Source document
I Own the ML Thresholds. Here’s What That Actually Means.

Most teams ship ML models. Almost no PM owns what the model decides. This is the difference — and it took me years of expensive lessons to understand it fully.

Press enter or click to view image in full size

I need to be honest with you before I start.

I didn’t figure this out because I’m especially smart.

I figured it out because I had no choice.

When you’re accountable for a real-time decision system making irreversible financial calls on every single Zelle transaction at USAA — 30+ signals, sub-second latency, allow or step-up or block, no fallback, no undo — you either develop a governance mindset or you cause harm at scale.

That’s not a humble-brag. That’s the reality of the environment. And I want to be clear: I made mistakes in that environment. Some of my early threshold decisions were wrong. I caught them — but only because the governance architecture forced me to look.

That’s the point.

Governance isn’t about being smart enough to get it right the first time.

It’s about building a system that catches you when you’re wrong — before scale makes wrong irreversible.

That insight took me longer to internalize than I’d like to admit. And I think it’s the insight most product writing about AI completely misses.

So let me share what I actually learned — including the parts that surprised me.

The insight that reframed everything

Here’s what I believed before working in real-time payments:

Good ML product management means defining clear requirements, selecting the right model, and measuring outcomes post-launch.

Here’s what I learned after:

Good ML product management means designing a system of decisions that surrounds the model — because the model will be wrong, and the only question is whether you catch it before or after it causes irreversible harm.

This isn’t a subtle distinction. It’s a completely different operating philosophy.

The first version treats the model as the product. You ship it, you measure it, you iterate on it.

The second version treats the model as one component inside a larger decision system — a system that includes governance cadence, threshold ownership, drift detection, rollback infrastructure, and signal quality auditing.

Task to complete
Copy word for word the part of the ML thresholds article starting at "Here’s what I believed" and ending at "causes irreversible harm.".

Rows
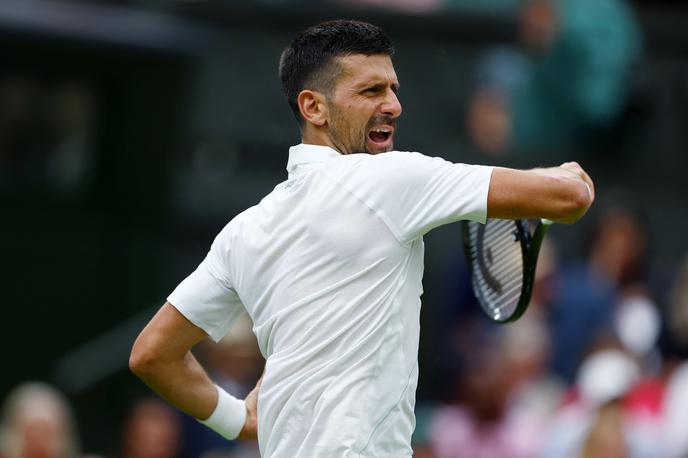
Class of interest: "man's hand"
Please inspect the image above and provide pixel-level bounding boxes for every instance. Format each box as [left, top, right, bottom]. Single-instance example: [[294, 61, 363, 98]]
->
[[487, 162, 595, 224], [237, 377, 263, 439]]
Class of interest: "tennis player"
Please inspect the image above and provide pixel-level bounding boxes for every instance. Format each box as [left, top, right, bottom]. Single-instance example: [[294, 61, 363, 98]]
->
[[130, 20, 594, 458]]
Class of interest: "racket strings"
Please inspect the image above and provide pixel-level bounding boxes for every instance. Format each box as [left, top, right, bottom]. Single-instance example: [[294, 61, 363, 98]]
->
[[469, 220, 523, 320]]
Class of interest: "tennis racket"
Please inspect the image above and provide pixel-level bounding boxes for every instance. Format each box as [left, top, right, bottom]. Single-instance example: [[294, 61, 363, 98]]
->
[[463, 219, 552, 323]]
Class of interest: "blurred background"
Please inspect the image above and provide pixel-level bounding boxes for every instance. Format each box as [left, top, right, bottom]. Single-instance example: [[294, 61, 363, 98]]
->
[[0, 0, 688, 458]]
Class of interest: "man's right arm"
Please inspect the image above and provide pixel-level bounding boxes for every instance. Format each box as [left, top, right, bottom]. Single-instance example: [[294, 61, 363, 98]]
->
[[487, 162, 595, 224]]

Result below
Here’s what I believed before working in real-time payments:

Good ML product management means defining clear requirements, selecting the right model, and measuring outcomes post-launch.

Here’s what I learned after:

Good ML product management means designing a system of decisions that surrounds the model — because the model will be wrong, and the only question is whether you catch it before or after it causes irreversible harm.